How to complete this task =
Copy out the data below verbatim.

Given records =
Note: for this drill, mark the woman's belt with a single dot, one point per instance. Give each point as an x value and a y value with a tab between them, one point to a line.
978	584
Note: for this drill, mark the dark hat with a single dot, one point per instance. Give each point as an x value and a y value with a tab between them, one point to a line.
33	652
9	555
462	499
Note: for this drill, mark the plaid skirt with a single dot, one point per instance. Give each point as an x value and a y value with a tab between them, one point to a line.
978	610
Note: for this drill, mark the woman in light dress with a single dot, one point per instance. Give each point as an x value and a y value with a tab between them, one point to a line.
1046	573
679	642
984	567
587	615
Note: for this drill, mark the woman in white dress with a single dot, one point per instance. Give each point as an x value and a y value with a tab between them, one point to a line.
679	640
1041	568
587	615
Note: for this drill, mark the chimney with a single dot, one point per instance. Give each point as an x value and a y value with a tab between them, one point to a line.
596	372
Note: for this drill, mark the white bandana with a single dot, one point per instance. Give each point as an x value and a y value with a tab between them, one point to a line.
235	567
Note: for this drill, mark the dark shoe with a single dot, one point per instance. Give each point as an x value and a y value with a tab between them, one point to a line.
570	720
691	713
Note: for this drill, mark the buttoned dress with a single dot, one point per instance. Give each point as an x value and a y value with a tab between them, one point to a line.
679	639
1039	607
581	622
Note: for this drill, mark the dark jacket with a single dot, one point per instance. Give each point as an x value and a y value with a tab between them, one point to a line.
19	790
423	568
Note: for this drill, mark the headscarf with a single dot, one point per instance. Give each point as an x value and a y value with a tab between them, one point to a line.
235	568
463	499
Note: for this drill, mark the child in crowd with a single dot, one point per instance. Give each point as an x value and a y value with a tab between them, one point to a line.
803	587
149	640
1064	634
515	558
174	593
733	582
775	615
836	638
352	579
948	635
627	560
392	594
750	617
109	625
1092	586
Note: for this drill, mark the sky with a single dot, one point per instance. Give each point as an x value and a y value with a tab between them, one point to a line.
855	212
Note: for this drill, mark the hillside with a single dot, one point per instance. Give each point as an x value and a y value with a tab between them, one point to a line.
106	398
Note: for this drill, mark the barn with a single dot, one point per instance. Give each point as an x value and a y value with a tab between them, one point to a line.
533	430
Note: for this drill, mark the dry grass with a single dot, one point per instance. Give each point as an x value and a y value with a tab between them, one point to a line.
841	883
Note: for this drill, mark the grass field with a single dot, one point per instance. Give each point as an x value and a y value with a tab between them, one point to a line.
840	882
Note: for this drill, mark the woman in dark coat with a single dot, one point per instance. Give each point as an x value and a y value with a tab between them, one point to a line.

Result =
Note: for this drill, mark the woman's belt with a single dot, one point per instance. Give each point as an x value and a y value with a tab between them, one point to a line.
978	584
Note: for this drill, mark the dark hat with a single dot, one point per instance. Give each point as an x value and a y value with a tab between them, one point to a line.
33	652
9	555
462	499
Note: for this drill, mark the plaid skirt with a single dot, one point per instance. Give each point as an x value and a y value with a tab between them, one point to a line.
978	610
Note: for this drill, mark the woman in light dress with a single dot, one point per instance. Give each point as an x value and a y value with a tab between them, one point to a line.
1046	573
679	642
984	567
587	615
Note: for this drill, mark the woman in white dress with a single dot, one point per instance. Give each point as an x value and a y value with a tab between them, one point to a line.
679	640
1041	568
587	615
Note: for this drill, mark the chimney with a single dot, one point per instance. Give each point as an x value and a y value with a tab between them, one point to a line.
596	372
Note: for this drill, mark the white bandana with a single dot, one point per instance. Give each point as an x value and a y value with a tab between them, one point to a line.
235	567
Note: for this drill, mark the dark shoe with a single dot, one point per instance. Give each point as an x value and a y value with a tab between them, one point to a line.
570	720
691	713
Note: for this drill, mark the buttoned dress with a single dot, one point per instance. Give each point as an x value and a y value with a tab between them, one point to a line.
679	639
1039	607
581	622
Note: for this drill, mark the dark jacket with a single dot, one point per instance. Give each point as an x value and a y value with a tab between them, one point to a line.
19	790
423	568
Note: for this drill, mark the headscarf with a single dot, one point per instance. Give each point as an x value and a y value with a tab between them, one point to a line.
235	568
463	499
Note: for this drill, mark the child in crowd with a single dot, one point per instance. Give each point as an x value and a y value with a tab between them, one point to a line.
803	587
149	640
1064	634
515	558
174	593
733	582
775	615
836	638
352	579
948	635
627	560
392	594
750	617
109	625
1092	586
Note: for this drill, mark the sky with a single dot, one point per instance. Give each point as an x value and a y value with a tab between them, one point to a line.
855	212
Note: for this drill, mark the hillside with a single dot, one point per instance. Give each point as an x value and a y value with a tab between them, one point to a line.
106	398
Note: for this drill, mark the barn with a single dot, one point per instance. Give each point as an x value and a y value with a tab between them, one point to a line.
533	430
Note: for this drill, mark the dry grass with a single dot, one point per instance. Give each point as an x value and a y value with a tab between them, one point to a line.
841	883
Note: for this drill, mark the grass field with a single dot, one point per instance. Give each point as an x value and a y value with a tab between them, one point to a line.
840	882
Note: for this drill, mark the woman in dark coat with a single dot, one point per instance. Give each point as an x value and a y value with a tab between them, one point to a line.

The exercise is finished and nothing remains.